----- AUSGANGSTEXT

Kann man den seelischen Zustand einer Gesellschaft daran erkennen, wie es mit den Schwächsten und Ärmsten umgeht?

Todenhöfer: Ich glaube, dass eine Gesellschaft viele Aufgaben hat, und das nur eine von ihnen ist. Aber sie ist eine wichtige, zentrale Aufgabe. Da können wir von den östlichen und orientalischen Ländern viel lernen, weil sie ihre alten Menschen nicht ausspucken, sondern in ihren Familien halten, von ihnen lernen und ihnen bis ans Lebensende etwas zurückgeben.

Haben Sie auf Ihren Reisen die Erfahrung gemacht, dass diejenigen, die sehr wenig haben, eher bereit sind zu teilen, als wir hier in der Überflussgesellschaft?

Todenhöfer: Ja, vor allem in muslimischen, aber auch in hinduistischen und buddhistischen Ländern. In der Frage der Nächstenliebe sind wir selbst noch ein Entwicklungsland.

Sie berichten in Ihrem Buch von Ihrem Geburtstag, den Sie alleine in einem New Yorker Imbiss verbracht haben, und schildern ihre Einsamkeit, während Sie aber auf ihren Reisen in den Irak und Afghanistan von wildfremden Leuten, die nichts hatten, freundlich empfangen wurden und das bekommen haben, was Sie hier nicht bekamen.

Todenhöfer: Ich bin nicht immer einsam. Nur manchmal. In den muslimischen Ländern habe ich stets eine überwältigende Hilfsbereitschaft erfahren. Die Menschen haben häufig sogar ihr Leben für mich riskiert. Seit ich 18 war und während des Algerienkrieges Nordafrika bereiste, hat man mich auf all meinen Reisen immer gefragt, ob und wie man mir helfen könne. Ich habe immer Gastfreundlichkeit und Herzlichkeit erlebt. Die muslimischen Menschen schenkten mir fast immer ein Lächeln. Das war manchmal viel wert.

----------

AUFGABENSTELLUNG:
Beantworten Sie diese Fragen zum Interview kurz:
1. Von welchen Ländern können wir laut Todenhöfer im Umgang mit alten Menschen viel lernen?
2. Wo hat Todenhöfer seinen Geburtstag alleine verbracht?
3. Wie alt war Todenhöfer, als er während des Algerienkrieges Nordafrika bereiste?
Die Einträge spielen hierfür keine Rolle.

----- EINTRÄGE

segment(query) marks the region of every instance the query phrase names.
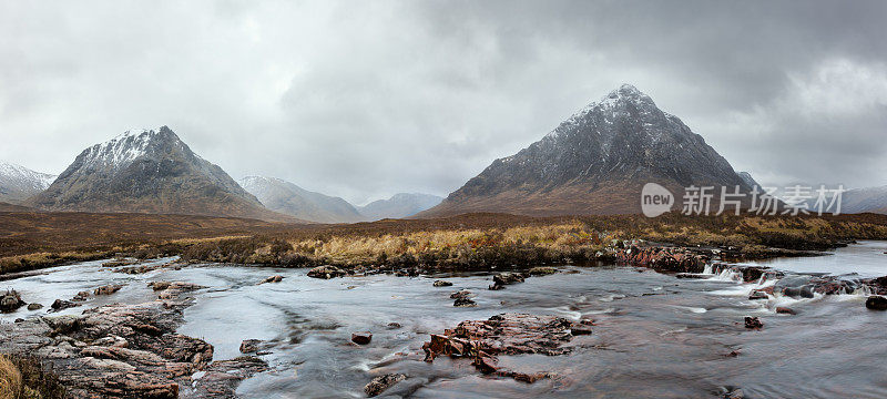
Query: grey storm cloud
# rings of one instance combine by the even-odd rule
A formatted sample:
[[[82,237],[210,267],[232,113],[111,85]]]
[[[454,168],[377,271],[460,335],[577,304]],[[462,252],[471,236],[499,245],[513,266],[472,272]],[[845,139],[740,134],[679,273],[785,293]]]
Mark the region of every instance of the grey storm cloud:
[[[0,158],[171,126],[235,178],[446,195],[623,82],[769,185],[887,184],[880,1],[0,1]]]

----------

LÖSUNG:
1. Von den östlichen und orientalischen Ländern.
2. In einem New Yorker Imbiss.
3. 18 Jahre.